* _COMPLETE THE FOLLOWING_
- 1) In the aifeducation excerpt, which python library is the sustainability tracker based on?
- 2) Transcribe the part of the aifeducation excerpt that opens with the words containing "Training AI models" and closes with "computer is located.".

-- START SOURCE EXCERPT --

Further instructions for installation can be found in vignette [01 Get
Started](https://fberding.github.io/aifeducation/articles/aifeducation.html).

> Please note that an update of your version of *aifeducation* may
> require an update of your python libraries. Refer to [01 Get
> Started](https://fberding.github.io/aifeducation/articles/aifeducation.html)
> for more details.


## Graphical User Interface *AI for Education - Studio*

The package ships with a shiny app that serves as a graphical user
interface.

![Figure 1: Aifeducation Studio](man/figures/home.png){width="100%"}

*AI for Education - Studio* allows users to easily develop, train,
apply, document, and analyse AI models without any coding skills. See
the corresponding vignette for more details: [02 Using the graphical
user interface Aifeducation - Studio](https://fberding.github.io/aifeducation/articles/gui_aife_studio.html).

## Sustainability

Training AI models consumes time and energy. To help researchers
estimate the ecological impact of their work, a sustainability tracker
is implemented. It is based on the python library 'codecarbon' by Courty
et al. (2023). This tracker allows to estimate the energy consumption
for CPUs, GPUs and RAM during training and derives a value for CO2
emission. This value is based on the energy mix in the country where the
computer is located.

-- END SOURCE EXCERPT --
-- START ENTRIES --

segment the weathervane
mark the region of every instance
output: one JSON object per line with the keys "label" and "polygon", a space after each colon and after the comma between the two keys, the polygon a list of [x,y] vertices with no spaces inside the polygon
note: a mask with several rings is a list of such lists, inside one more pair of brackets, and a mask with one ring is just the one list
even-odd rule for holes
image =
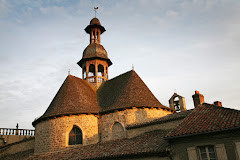
{"label": "weathervane", "polygon": [[97,15],[97,9],[98,9],[98,7],[94,7],[94,10],[95,10],[95,17],[96,17],[96,15]]}

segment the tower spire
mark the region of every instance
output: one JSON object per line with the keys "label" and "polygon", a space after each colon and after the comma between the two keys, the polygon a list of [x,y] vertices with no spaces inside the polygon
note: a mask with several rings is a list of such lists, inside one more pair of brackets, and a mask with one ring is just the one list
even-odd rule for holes
{"label": "tower spire", "polygon": [[[94,9],[96,11],[98,7],[94,7]],[[95,17],[90,21],[85,31],[90,35],[90,44],[84,50],[78,65],[82,68],[82,78],[98,88],[104,81],[108,80],[108,67],[112,65],[107,51],[101,45],[100,36],[106,30],[99,19]]]}

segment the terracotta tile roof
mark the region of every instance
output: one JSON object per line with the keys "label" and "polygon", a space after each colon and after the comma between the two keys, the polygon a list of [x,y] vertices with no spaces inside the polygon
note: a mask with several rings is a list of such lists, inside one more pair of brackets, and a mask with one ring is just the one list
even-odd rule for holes
{"label": "terracotta tile roof", "polygon": [[161,124],[161,123],[165,123],[165,122],[180,120],[180,119],[184,119],[191,112],[192,112],[192,110],[186,110],[186,111],[182,111],[179,113],[175,112],[173,114],[168,114],[164,117],[154,119],[149,122],[131,124],[131,125],[126,126],[126,128],[134,129],[134,128],[145,127],[145,126],[150,126],[150,125],[154,125],[154,124]]}
{"label": "terracotta tile roof", "polygon": [[108,141],[88,146],[79,146],[59,152],[46,153],[33,156],[31,159],[107,159],[126,157],[130,155],[143,155],[158,153],[166,154],[168,146],[163,138],[168,131],[158,130],[131,138]]}
{"label": "terracotta tile roof", "polygon": [[38,120],[58,115],[98,114],[98,112],[96,91],[87,81],[69,75],[46,112]]}
{"label": "terracotta tile roof", "polygon": [[142,106],[167,108],[156,99],[134,70],[105,82],[97,95],[101,112]]}
{"label": "terracotta tile roof", "polygon": [[95,91],[86,81],[69,75],[46,112],[33,122],[33,126],[46,118],[62,115],[105,113],[131,107],[163,106],[135,71],[129,71],[103,84]]}
{"label": "terracotta tile roof", "polygon": [[85,48],[82,59],[78,62],[78,65],[82,67],[83,62],[93,58],[104,59],[107,61],[109,66],[112,65],[111,60],[108,58],[107,51],[101,44],[98,43],[91,43]]}
{"label": "terracotta tile roof", "polygon": [[240,129],[240,111],[211,104],[195,108],[167,137],[181,137]]}

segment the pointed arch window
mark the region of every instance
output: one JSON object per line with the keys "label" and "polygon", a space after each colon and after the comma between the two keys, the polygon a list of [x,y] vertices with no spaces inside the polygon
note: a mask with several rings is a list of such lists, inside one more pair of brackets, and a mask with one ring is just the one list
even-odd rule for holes
{"label": "pointed arch window", "polygon": [[69,145],[82,144],[82,131],[77,126],[73,126],[69,133]]}

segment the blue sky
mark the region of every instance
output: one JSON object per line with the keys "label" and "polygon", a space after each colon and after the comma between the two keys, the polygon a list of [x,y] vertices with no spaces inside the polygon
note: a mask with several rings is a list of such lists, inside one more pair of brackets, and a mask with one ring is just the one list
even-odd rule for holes
{"label": "blue sky", "polygon": [[239,0],[0,0],[0,127],[32,128],[89,44],[94,17],[113,78],[132,69],[168,106],[174,92],[240,109]]}

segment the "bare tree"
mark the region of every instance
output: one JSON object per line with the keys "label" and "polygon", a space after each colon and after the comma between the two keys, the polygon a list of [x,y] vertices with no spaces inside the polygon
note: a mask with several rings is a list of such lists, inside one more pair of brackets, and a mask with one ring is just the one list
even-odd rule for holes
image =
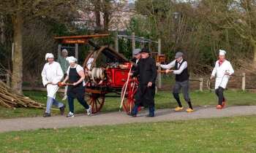
{"label": "bare tree", "polygon": [[75,14],[76,1],[66,0],[0,0],[0,11],[11,15],[14,31],[12,89],[22,93],[23,26],[34,17],[53,17],[62,23],[70,20]]}

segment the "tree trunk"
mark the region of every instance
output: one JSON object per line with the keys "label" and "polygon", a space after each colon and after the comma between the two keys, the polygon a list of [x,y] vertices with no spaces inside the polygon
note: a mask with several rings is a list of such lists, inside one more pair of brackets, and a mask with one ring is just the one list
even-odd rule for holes
{"label": "tree trunk", "polygon": [[104,19],[104,25],[103,25],[103,33],[108,33],[108,27],[110,22],[110,6],[109,0],[104,0],[103,1],[103,19]]}
{"label": "tree trunk", "polygon": [[95,23],[96,23],[96,33],[100,34],[102,31],[102,26],[100,24],[100,0],[94,0]]}
{"label": "tree trunk", "polygon": [[14,29],[14,51],[12,60],[12,89],[20,94],[22,94],[22,78],[23,78],[23,16],[18,13],[17,16],[13,17]]}
{"label": "tree trunk", "polygon": [[253,62],[256,63],[256,41],[252,40],[252,50],[254,53]]}

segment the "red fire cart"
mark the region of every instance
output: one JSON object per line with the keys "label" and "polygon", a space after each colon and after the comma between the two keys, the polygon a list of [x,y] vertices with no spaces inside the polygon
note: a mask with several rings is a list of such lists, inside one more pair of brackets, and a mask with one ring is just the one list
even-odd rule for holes
{"label": "red fire cart", "polygon": [[[88,71],[86,85],[86,97],[89,98],[86,101],[91,106],[92,113],[98,112],[103,106],[105,95],[110,93],[115,93],[118,97],[122,98],[124,109],[128,112],[131,111],[134,106],[135,93],[138,90],[138,82],[135,79],[128,79],[128,69],[125,64],[137,66],[137,64],[129,60],[119,52],[116,52],[108,45],[98,46],[89,41],[89,39],[94,36],[105,36],[109,34],[102,35],[86,35],[76,36],[63,36],[55,37],[55,39],[86,39],[86,42],[94,47],[94,50],[86,57],[83,67]],[[74,40],[74,39],[72,39]],[[92,54],[97,52],[93,63],[90,68],[86,67],[87,62]],[[98,68],[96,63],[99,63],[98,58],[100,55],[104,55],[106,58],[105,62]],[[101,59],[100,59],[101,60]],[[99,62],[100,63],[100,62]],[[127,84],[127,90],[125,86]],[[111,95],[113,97],[113,95]],[[115,96],[117,97],[117,96]]]}
{"label": "red fire cart", "polygon": [[[106,36],[110,34],[99,35],[86,35],[86,36],[63,36],[55,37],[55,39],[61,39],[64,42],[66,39],[72,39],[73,42],[78,42],[76,39],[85,39],[84,42],[89,43],[94,49],[86,57],[83,67],[88,71],[86,85],[86,99],[92,107],[92,113],[98,112],[103,106],[106,94],[115,93],[118,97],[123,99],[123,106],[126,111],[130,112],[134,106],[135,99],[135,93],[138,90],[138,82],[135,78],[128,78],[129,67],[132,65],[136,67],[137,64],[129,60],[119,52],[116,52],[109,45],[98,46],[89,39],[95,36]],[[83,42],[83,41],[82,41]],[[87,68],[87,62],[91,55],[96,53],[94,61],[91,63],[91,68]],[[99,58],[100,55],[104,55],[104,60]],[[163,55],[158,55],[157,61],[162,62],[165,59]],[[99,60],[98,60],[98,58]],[[100,61],[99,61],[100,60]],[[103,60],[103,62],[102,62]],[[96,63],[99,63],[98,68]],[[99,65],[99,64],[98,64]],[[157,72],[165,72],[165,71],[157,71]],[[127,86],[127,87],[126,87]],[[117,97],[110,95],[111,97]],[[139,107],[138,110],[140,109]]]}

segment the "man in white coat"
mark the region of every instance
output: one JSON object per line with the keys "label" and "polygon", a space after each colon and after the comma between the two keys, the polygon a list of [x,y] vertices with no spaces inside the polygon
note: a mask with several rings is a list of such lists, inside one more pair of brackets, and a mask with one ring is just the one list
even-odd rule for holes
{"label": "man in white coat", "polygon": [[56,95],[59,89],[58,82],[63,77],[63,71],[61,65],[58,62],[55,62],[54,56],[52,53],[47,53],[45,60],[48,63],[45,64],[42,71],[42,79],[44,86],[47,85],[47,107],[44,117],[50,117],[50,109],[53,103],[56,107],[59,108],[61,115],[64,114],[66,105],[59,102],[56,99]]}
{"label": "man in white coat", "polygon": [[225,50],[219,50],[219,60],[215,63],[215,67],[212,71],[210,79],[214,77],[217,74],[215,82],[215,93],[219,97],[219,103],[217,109],[220,109],[225,106],[226,98],[224,98],[223,91],[227,87],[230,76],[234,73],[230,62],[225,59]]}

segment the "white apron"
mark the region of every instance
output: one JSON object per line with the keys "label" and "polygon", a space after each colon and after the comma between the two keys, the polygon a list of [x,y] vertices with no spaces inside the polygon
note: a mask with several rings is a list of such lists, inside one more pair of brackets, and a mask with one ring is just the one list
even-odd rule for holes
{"label": "white apron", "polygon": [[52,82],[53,84],[58,84],[61,80],[63,75],[61,65],[59,63],[53,61],[51,64],[49,63],[45,64],[42,71],[42,79],[44,86],[47,85],[47,96],[55,99],[59,86],[48,85],[48,83]]}
{"label": "white apron", "polygon": [[[230,75],[224,75],[225,72],[229,72]],[[222,87],[224,89],[226,88],[230,76],[233,73],[234,70],[232,68],[230,62],[226,60],[220,66],[219,66],[219,60],[217,60],[211,73],[212,76],[215,76],[217,74],[215,90],[218,89],[219,87]]]}

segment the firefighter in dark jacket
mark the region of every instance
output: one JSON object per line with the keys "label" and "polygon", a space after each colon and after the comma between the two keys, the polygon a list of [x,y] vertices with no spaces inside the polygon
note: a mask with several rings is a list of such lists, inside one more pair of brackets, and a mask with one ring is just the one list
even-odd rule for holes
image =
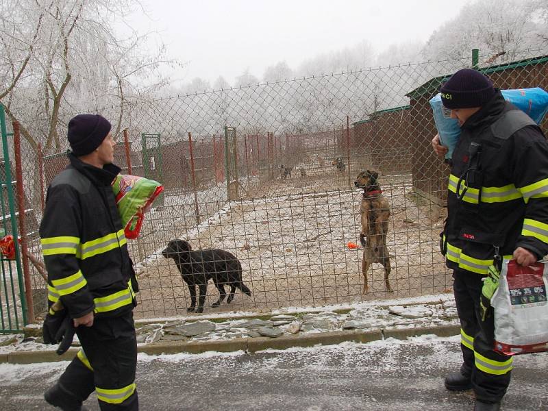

-- END ENTRIES --

* _REPLIES_
- 1) The python library 'codecarbon' by Courty et al. (2023).

- 2)
Training AI models consumes time and energy. To help researchers
estimate the ecological impact of their work, a sustainability tracker
is implemented. It is based on the python library 'codecarbon' by Courty
et al. (2023). This tracker allows to estimate the energy consumption
for CPUs, GPUs and RAM during training and derives a value for CO2
emission. This value is based on the energy mix in the country where the
computer is located.